* _OPDRACHT A_:
Geef de uitspraak hieronder over de verdeling van de beperkte gemeenschap woordelijk en volledig opnieuw weer.

* _ARTIKEL_:
-.-.-

ECLI:NL:GHARL:2024:2458

Gerechtshof Arnhem-Leeuwarden

Datum uitspraak
11 april 2024
Publicatiedatum
11 april 2024
Zaaknummer
200.328.392
Instantie
Gerechtshof Arnhem-Leeuwarden
Type
Uitspraak
Rechtsgebied
Civiel recht; Personen- en familierecht
Procedures
  • Hoger beroep
Vindplaatsen
  • Rechtspraak.nl
AI samenvatting door LexboostAutomatisch gegenereerd

Zorgregeling en verdeling beperkte gemeenschap; uitleg akte van verdeling en vaststelling overbedelingssom

In deze zaak heeft de vrouw hoger beroep ingesteld tegen een beschikking van de rechtbank Midden-Nederland, die op 16 maart 2023 is uitgesproken. De vrouw en de man zijn ex-echtgenoten die in 2018 zijn getrouwd en in 2023 zijn gescheiden. Tijdens hun huwelijk hebben zij geen huwelijkse voorwaarden gemaakt, waardoor zij in een wettelijke beperkte gemeenschap van goederen zijn getrouwd. Dit houdt in dat alle goederen en schulden die tijdens het huwelijk zijn verkregen gemeenschappelijk zijn, terwijl voorhuwelijkse goederen en schulden privévermogen blijven.

-.-.-

* _OPDRACHT B_:
Neem uit de lijst hieronder alleen de regels vanaf de regel met "of the window" tot en met het einde van de lijst over. Vervang daarin "building" door "house" en laat verder alles ongewijzigd.

-.-.-

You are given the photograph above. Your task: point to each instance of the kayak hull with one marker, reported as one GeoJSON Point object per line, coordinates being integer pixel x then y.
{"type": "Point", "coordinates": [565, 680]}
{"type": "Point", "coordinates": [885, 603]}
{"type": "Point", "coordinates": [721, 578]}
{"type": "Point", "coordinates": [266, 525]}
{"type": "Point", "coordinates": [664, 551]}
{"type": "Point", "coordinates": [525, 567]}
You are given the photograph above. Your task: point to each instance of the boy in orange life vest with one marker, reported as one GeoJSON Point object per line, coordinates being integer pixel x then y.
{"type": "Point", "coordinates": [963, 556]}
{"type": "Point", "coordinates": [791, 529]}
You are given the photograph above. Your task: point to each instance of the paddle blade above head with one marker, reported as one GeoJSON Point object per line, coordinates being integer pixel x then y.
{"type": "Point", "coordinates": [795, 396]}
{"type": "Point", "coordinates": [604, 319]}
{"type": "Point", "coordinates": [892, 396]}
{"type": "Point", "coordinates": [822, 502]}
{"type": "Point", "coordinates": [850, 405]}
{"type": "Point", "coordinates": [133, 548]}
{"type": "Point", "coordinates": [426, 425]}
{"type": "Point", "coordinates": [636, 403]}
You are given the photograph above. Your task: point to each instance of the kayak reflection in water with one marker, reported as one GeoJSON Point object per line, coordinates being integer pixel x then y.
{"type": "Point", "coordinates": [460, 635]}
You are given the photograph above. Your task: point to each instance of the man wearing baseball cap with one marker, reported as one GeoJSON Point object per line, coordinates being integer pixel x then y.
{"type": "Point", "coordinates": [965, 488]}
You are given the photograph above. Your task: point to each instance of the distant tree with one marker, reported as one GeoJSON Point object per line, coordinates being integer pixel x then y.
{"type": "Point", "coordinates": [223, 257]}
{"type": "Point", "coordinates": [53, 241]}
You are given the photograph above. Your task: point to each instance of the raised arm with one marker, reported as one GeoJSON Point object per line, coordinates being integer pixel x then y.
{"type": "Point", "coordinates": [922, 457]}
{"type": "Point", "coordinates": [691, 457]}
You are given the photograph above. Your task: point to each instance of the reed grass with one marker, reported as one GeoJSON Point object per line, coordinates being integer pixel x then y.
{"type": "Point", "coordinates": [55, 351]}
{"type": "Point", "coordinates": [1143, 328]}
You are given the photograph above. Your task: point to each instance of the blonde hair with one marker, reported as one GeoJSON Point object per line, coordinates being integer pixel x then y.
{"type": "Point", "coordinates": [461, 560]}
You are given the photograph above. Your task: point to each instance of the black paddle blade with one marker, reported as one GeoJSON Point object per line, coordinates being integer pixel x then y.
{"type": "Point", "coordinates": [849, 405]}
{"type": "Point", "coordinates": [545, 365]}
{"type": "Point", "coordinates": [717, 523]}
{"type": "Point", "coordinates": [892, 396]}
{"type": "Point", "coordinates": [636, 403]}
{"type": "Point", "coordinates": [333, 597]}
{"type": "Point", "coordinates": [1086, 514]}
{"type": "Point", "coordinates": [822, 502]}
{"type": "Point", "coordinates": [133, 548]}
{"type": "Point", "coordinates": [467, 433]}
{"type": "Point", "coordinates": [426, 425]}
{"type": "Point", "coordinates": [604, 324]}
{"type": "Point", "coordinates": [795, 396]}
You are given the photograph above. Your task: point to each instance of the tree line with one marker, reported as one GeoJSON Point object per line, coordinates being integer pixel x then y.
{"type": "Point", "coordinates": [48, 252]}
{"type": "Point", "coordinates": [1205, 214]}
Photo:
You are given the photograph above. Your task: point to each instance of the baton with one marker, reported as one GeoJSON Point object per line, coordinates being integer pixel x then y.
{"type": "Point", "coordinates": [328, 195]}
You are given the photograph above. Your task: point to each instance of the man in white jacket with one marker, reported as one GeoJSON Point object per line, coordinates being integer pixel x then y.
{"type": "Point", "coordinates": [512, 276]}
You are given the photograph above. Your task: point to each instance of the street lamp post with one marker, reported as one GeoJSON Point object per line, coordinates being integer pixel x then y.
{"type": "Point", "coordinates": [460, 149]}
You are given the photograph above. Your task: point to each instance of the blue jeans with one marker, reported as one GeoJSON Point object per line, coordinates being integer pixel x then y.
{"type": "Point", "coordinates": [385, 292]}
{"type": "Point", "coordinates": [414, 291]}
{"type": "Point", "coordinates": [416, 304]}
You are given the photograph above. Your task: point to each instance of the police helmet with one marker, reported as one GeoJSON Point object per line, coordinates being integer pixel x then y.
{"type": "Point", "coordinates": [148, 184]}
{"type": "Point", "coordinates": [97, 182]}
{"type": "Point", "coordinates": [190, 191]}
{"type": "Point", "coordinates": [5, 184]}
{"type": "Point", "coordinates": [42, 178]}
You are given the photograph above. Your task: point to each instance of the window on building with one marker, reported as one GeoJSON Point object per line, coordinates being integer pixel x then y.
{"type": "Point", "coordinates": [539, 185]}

-.-.-

* _ANTWOORD A_:
ECLI:NL:GHARL:2024:2458

Gerechtshof Arnhem-Leeuwarden

Datum uitspraak
11 april 2024
Publicatiedatum
11 april 2024
Zaaknummer
200.328.392
Instantie
Gerechtshof Arnhem-Leeuwarden
Type
Uitspraak
Rechtsgebied
Civiel recht; Personen- en familierecht
Procedures
  • Hoger beroep
Vindplaatsen
  • Rechtspraak.nl
AI samenvatting door LexboostAutomatisch gegenereerd

Zorgregeling en verdeling beperkte gemeenschap; uitleg akte van verdeling en vaststelling overbedelingssom

In deze zaak heeft de vrouw hoger beroep ingesteld tegen een beschikking van de rechtbank Midden-Nederland, die op 16 maart 2023 is uitgesproken. De vrouw en de man zijn ex-echtgenoten die in 2018 zijn getrouwd en in 2023 zijn gescheiden. Tijdens hun huwelijk hebben zij geen huwelijkse voorwaarden gemaakt, waardoor zij in een wettelijke beperkte gemeenschap van goederen zijn getrouwd. Dit houdt in dat alle goederen en schulden die tijdens het huwelijk zijn verkregen gemeenschappelijk zijn, terwijl voorhuwelijkse goederen en schulden privévermogen blijven.

* _ANTWOORD B_:
You are given the photograph above. Your task: point to each instance of the window on house with one marker, reported as one GeoJSON Point object per line, coordinates being integer pixel x then y.
{"type": "Point", "coordinates": [539, 185]}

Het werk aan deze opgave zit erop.